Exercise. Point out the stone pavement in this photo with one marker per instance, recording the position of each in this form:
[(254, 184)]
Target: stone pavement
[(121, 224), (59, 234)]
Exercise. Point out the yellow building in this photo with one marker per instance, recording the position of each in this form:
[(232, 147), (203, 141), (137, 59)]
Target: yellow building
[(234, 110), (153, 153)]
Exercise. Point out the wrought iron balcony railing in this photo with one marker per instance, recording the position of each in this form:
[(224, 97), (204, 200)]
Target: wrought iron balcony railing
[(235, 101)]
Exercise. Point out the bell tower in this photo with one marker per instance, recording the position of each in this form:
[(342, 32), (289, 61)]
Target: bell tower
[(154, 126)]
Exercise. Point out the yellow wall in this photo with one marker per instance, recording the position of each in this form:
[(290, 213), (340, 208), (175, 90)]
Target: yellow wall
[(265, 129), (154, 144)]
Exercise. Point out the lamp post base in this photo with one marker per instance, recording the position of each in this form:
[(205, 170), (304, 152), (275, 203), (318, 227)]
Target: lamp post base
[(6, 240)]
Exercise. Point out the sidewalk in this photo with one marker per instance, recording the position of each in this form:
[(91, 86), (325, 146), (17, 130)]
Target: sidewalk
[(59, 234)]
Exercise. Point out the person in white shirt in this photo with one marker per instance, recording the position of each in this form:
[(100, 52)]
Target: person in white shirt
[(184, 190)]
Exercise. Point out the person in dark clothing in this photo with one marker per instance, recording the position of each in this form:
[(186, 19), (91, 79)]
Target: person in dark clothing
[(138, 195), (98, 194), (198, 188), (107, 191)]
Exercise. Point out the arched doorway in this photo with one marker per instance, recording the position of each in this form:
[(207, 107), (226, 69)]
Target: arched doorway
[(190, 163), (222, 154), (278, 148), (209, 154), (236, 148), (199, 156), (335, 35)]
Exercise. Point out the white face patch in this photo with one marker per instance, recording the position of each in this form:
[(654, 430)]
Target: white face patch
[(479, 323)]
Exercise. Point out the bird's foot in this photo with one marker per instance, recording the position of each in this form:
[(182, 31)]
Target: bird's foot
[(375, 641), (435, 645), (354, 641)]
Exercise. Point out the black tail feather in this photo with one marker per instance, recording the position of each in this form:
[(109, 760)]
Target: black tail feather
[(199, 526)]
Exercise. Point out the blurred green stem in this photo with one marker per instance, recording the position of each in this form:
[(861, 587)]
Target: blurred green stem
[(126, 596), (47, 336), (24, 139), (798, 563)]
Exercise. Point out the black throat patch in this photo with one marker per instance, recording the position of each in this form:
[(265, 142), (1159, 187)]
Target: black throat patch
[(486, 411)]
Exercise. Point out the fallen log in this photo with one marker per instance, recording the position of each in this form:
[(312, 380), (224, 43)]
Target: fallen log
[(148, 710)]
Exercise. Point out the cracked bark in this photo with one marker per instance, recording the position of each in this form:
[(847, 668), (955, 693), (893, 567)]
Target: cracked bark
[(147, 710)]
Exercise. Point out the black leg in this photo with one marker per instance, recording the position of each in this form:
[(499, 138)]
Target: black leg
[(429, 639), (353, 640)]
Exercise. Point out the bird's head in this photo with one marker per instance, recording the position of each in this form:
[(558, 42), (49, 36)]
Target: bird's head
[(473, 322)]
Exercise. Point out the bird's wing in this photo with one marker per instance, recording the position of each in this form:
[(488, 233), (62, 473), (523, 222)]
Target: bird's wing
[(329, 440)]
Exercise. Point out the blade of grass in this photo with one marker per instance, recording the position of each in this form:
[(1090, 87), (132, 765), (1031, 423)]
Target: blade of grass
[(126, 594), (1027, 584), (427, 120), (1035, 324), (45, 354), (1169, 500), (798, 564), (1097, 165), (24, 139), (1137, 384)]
========================================
▶ **DIRECTION**: Convert every line of the listing above into a JSON list of strings, one string per line, leaving out any blank lines.

▶ **ANSWER TO THE TASK**:
[
  "Exercise. Point out the stone pavement in this photo with one marker per instance, recording the position of each in this form:",
  "[(254, 184)]",
  "Target: stone pavement",
  "[(121, 224), (59, 234)]",
  "Exercise. Point out the yellow building in this photo with one marker per instance, recording the position of each in this form:",
  "[(232, 147), (203, 141), (137, 59)]",
  "Target: yellow building",
  "[(234, 110), (153, 153)]",
  "Exercise. Point out the wrought iron balcony railing in this photo with one marker per instance, recording the position of each in this form:",
  "[(224, 97), (204, 200)]",
  "Target: wrought iron balcony railing",
  "[(235, 101)]",
  "Exercise. Point out the bell tower in this photo with one marker per instance, recording the position of each in this form:",
  "[(342, 32), (289, 61)]",
  "Target: bell tower",
  "[(154, 126)]",
  "Exercise. Point out the yellow wall in this photo with one marker per instance, recording the position of each in this form:",
  "[(290, 213), (340, 208), (175, 90)]",
  "Target: yellow wall",
  "[(265, 129), (154, 144)]",
  "Exercise. Point out the lamp post base in this photo with one marker per instance, recording the position of each in this form:",
  "[(205, 170), (304, 152), (275, 203), (318, 227)]",
  "Target: lamp post base",
  "[(6, 240)]",
  "Exercise. Point out the sidewalk in this photo with one marker per instance, recording the position of each in this form:",
  "[(91, 86), (325, 146), (17, 130)]",
  "Target: sidewalk",
  "[(59, 234)]",
  "Exercise. Point out the person in white shirt in this photo with one marker per instance, recording the position of each in this form:",
  "[(100, 52)]",
  "Target: person in white shirt",
  "[(184, 190)]",
  "Exercise. Point out the person in dark clothing in this photo with one marker per instance, recording the position of each in this form:",
  "[(186, 19), (91, 79)]",
  "Target: person in dark clothing",
  "[(138, 195), (98, 194), (198, 188), (107, 191)]",
  "Exercise. Point out the arched doorway in this photo with one marker per instance, recording the position of each in this form:",
  "[(207, 107), (226, 69)]",
  "Target: arched doorway",
  "[(190, 163), (222, 154), (278, 148), (209, 154), (236, 148), (199, 156), (335, 35)]",
  "Exercise. Point out the white face patch in this photo with one marker per instance, recording the position of each in this form:",
  "[(654, 430)]",
  "Target: white face patch",
  "[(479, 323)]",
  "Exercise. Point out the bird's foot in this photo with one marker per instance, recording the position of each in this form:",
  "[(182, 31)]",
  "Target: bird's foot",
  "[(375, 641), (435, 645), (354, 641)]",
  "Exercise. Point out the black tail feather in this photo with one marker per instance, recording the position of each in this form:",
  "[(109, 760)]",
  "Target: black tail feather",
  "[(199, 526)]",
  "Exercise. Point out the blurred green stem in this photo with one marker per instance, recording the position of each in this form:",
  "[(861, 587)]",
  "Target: blurred green stem",
  "[(126, 596), (47, 336), (24, 139), (798, 563)]",
  "Exercise. Point out the black throat patch in this photo with one marker per instance, recording the position of each in this form:",
  "[(265, 142), (1159, 187)]",
  "Target: black throat patch",
  "[(486, 411)]",
  "Exercise. Point out the fallen log in this photo with one marker per instance, recording the position of each in this form:",
  "[(312, 380), (224, 43)]",
  "Target: fallen log",
  "[(148, 710)]",
  "Exercise. Point out the cracked bark in this photo with one marker per instance, recording the position of each in this form:",
  "[(847, 668), (955, 693), (893, 567)]",
  "Target: cracked bark",
  "[(147, 710)]",
  "Exercise. Point out the black leg in this photo with one marker per instance, recording the position of each in this form:",
  "[(499, 138)]",
  "Target: black leg",
  "[(429, 639), (353, 640)]",
  "Exercise. Point out the bird's head in this photo with one marker per instance, recording the position of each in this form:",
  "[(558, 42), (49, 36)]",
  "Target: bird's head",
  "[(473, 322)]",
  "Exercise. Point out the bird's wing in this photo with one marker per instance, recording the position of each in this form:",
  "[(488, 233), (62, 473), (523, 222)]",
  "Target: bird's wing",
  "[(329, 440)]",
  "Exercise. Point out the blade of grass in this photo with one marker per instance, recording the position of each in this form:",
  "[(1090, 87), (132, 765), (1031, 423)]",
  "Target: blade of grass",
  "[(126, 594), (1027, 584), (427, 120), (1035, 324), (45, 354), (1169, 500), (798, 564), (1097, 165), (24, 139), (1137, 384)]"
]